→ TASK BRIEF:
Produce a verbatim copy of the following records, leaving out all pictures.

◆ ◆ ◆ ◆ ◆ ◆ ◆

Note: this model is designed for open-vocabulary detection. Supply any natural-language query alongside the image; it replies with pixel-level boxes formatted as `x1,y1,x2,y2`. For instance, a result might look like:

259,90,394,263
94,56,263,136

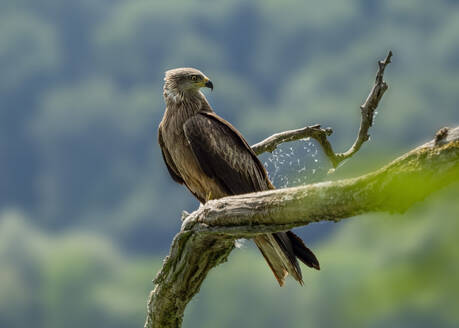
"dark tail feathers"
286,231,320,270
255,231,320,286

◆ ◆ ◆ ◆ ◆ ◆ ◆

→ REPLY:
Note: this model is designed for open-vocabulary detection. Supply any natural-language query alongside the image; it replies with pixel-level boxes formatted as `x1,y1,x2,y2`. For instance, a result might look like:

259,90,394,263
94,56,263,136

"dark tail feathers"
286,231,320,270
255,231,320,286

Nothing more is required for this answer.